• FRAGMENT TEKSTU:
Materiał powstał przy współpracy z PKN Orlen
Dla bardzo wielu polskich i środkowoeuropejskich korporacji ostatnie lata to okres dynamicznego wzrostu. Coraz częściej polskie firmy są widoczne nie tylko w Europie, ale również na innych kontynentach. Tyle, że droga do tego sukcesu nie zawsze jest łatwa do osiągnięcia, choć samo wyjście firmy poza Polskę, to już znacząca nobilitacja.
Dr Dominik Wagner, partner w kancelarii TIGGES Rechtsanwälte oraz specjalista z zakresu prawa handlowego i prawa spółek handlowych, przyznaje, że polska firma, która już jest obecna na rynku niemieckim cieszy się dużo większym zaufaniem i – co jest zaskakujące –postrzegana jest jako marka Made in Germany.
– Stąd ekspansja na rynek niemiecki jest często traktowana jako trampolina do dalszej ekspansji na rynki USA, Azji czy państw arabskich – ocenia Dominik Wagner.
60 proc. przychodów z zagranicy
Jednym z najlepszych przykładów ekspansji polskiej marki jest PKN Orlen, największa krajowa firma z blisko 100–procentową rozpoznawalnością na krajowym rynku.
Adam Burak, członek zarządu PKN Orlen ds. komunikacji i marketingu ocenia, że rozwój na rynkach zagranicznych można rozpatrywać w dwóch kategoriach. Eksport to dziś nasza specjalność i to pozwala nam plasować się w światowej czołówce. Druga kategoria to inwestycje poza granicami Polski, co jest stanowi większe wyzwanie.

Zapisane dane
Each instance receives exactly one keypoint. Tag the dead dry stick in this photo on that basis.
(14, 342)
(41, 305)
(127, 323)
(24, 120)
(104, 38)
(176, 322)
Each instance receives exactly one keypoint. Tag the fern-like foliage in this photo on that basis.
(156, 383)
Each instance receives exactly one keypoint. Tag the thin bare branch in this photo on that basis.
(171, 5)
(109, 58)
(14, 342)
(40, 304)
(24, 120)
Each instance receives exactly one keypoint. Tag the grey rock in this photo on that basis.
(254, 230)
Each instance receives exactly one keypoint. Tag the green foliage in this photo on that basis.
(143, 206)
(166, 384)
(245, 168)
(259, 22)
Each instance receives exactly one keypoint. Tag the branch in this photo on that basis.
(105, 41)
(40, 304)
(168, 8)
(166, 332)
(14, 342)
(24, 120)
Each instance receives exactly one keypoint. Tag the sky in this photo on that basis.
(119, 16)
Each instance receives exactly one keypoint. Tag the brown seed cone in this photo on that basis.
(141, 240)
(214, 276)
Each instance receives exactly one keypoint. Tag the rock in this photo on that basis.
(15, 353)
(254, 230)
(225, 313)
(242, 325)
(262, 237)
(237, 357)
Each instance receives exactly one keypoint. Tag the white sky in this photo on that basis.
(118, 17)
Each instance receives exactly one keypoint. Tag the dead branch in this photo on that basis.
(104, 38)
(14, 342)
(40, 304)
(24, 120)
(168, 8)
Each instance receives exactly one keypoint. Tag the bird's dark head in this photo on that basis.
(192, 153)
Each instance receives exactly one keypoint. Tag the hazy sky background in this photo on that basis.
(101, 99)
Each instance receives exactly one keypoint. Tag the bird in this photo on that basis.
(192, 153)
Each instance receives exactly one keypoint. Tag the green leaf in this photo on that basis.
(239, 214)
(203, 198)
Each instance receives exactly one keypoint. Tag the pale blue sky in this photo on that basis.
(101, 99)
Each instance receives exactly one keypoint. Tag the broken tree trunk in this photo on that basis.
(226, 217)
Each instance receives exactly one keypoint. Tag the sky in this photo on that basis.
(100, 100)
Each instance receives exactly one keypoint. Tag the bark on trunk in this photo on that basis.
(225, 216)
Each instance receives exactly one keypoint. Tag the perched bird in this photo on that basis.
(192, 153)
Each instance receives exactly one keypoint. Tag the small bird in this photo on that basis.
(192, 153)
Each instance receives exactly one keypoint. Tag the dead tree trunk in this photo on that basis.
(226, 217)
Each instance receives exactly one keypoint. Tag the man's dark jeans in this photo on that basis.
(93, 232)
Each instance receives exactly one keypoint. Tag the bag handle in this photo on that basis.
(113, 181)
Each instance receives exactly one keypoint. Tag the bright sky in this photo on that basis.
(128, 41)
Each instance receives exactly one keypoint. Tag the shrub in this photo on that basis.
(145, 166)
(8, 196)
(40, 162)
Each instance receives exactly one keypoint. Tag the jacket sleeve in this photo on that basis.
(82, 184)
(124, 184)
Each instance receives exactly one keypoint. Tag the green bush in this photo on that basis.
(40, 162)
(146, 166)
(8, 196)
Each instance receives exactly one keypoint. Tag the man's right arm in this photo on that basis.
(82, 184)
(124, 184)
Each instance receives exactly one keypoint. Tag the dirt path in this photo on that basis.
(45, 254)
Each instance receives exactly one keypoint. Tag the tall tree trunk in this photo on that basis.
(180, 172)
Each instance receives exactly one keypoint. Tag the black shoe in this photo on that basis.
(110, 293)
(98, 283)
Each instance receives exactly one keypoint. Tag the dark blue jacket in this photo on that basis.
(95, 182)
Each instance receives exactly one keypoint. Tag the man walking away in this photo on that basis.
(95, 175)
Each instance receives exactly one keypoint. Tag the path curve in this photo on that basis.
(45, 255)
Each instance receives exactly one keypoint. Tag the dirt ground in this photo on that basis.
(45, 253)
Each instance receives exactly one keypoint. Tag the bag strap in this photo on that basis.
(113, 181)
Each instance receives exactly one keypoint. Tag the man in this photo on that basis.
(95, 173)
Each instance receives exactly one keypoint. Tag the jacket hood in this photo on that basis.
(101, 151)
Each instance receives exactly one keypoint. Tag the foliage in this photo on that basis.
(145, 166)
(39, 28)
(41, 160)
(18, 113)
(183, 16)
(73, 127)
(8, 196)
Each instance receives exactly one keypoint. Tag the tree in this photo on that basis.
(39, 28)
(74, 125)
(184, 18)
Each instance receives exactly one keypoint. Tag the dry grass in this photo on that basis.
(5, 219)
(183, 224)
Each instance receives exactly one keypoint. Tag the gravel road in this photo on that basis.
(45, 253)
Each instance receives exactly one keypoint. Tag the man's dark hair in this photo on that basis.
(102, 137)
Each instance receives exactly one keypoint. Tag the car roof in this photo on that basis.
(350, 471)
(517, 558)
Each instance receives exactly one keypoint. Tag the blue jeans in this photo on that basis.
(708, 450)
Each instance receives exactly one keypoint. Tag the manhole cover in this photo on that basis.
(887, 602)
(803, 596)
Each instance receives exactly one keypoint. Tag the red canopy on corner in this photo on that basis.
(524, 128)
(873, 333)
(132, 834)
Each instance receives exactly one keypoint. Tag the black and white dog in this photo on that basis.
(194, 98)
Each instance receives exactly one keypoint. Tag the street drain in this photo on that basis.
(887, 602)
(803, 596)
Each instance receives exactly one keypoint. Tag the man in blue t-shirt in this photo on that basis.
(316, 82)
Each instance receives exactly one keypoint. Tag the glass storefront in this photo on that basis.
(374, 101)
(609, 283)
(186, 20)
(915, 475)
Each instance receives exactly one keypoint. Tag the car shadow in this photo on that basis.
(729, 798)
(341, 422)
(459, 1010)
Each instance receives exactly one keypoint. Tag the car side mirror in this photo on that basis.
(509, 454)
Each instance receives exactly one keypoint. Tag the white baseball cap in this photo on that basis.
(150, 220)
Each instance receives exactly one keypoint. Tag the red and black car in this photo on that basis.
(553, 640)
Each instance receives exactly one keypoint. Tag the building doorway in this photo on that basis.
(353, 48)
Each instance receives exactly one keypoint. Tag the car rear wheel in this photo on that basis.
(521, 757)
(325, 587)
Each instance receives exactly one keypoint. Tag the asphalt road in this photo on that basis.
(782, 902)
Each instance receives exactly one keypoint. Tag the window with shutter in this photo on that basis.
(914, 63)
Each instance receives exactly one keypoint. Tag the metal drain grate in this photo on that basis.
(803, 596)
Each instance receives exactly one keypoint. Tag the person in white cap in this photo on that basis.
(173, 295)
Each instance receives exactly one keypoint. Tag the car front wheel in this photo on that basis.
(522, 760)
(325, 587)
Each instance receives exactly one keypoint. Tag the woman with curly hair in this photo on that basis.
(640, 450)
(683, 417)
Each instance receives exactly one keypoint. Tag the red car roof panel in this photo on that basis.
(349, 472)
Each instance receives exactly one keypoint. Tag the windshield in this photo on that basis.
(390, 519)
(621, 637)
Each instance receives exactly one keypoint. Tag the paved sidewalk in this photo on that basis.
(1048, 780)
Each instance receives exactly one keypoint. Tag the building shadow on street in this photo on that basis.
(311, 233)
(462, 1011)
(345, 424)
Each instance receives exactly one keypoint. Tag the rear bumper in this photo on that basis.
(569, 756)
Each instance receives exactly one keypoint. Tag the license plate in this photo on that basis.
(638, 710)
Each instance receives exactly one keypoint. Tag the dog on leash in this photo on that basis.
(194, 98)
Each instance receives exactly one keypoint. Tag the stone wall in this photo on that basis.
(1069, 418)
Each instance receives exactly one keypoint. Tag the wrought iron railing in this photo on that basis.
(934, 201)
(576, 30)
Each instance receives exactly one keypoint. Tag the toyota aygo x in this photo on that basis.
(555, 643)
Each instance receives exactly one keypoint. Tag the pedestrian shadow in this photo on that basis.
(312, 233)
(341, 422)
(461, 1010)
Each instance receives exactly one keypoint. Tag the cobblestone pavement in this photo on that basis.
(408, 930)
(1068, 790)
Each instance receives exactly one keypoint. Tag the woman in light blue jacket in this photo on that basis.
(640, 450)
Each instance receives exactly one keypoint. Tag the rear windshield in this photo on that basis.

• POLECENIE 1:
Skopiuj wiernie fragment tekstu o ekspansji polskich firm, od słów "Dr Dominik Wagner, partner" aż po słowa "Made in Germany.".
• POLECENIE 2:
Odpowiedz na pytania do tekstu o ekspansji polskich firm.
(a) W jakiej kancelarii jest partnerem Dominik Wagner?
(b) Jaką rozpoznawalność ma PKN Orlen na krajowym rynku?
(c) Jaką funkcję pełni Adam Burak w PKN Orlen?

• WYNIK ĆWICZENIA 1:
Dr Dominik Wagner, partner w kancelarii TIGGES Rechtsanwälte oraz specjalista z zakresu prawa handlowego i prawa spółek handlowych, przyznaje, że polska firma, która już jest obecna na rynku niemieckim cieszy się dużo większym zaufaniem i – co jest zaskakujące –postrzegana jest jako marka Made in Germany.

• WYNIK ĆWICZENIA 2:
(a) W kancelarii TIGGES Rechtsanwälte.
(b) Blisko 100-procentową.
(c) Jest członkiem zarządu ds. komunikacji i marketingu.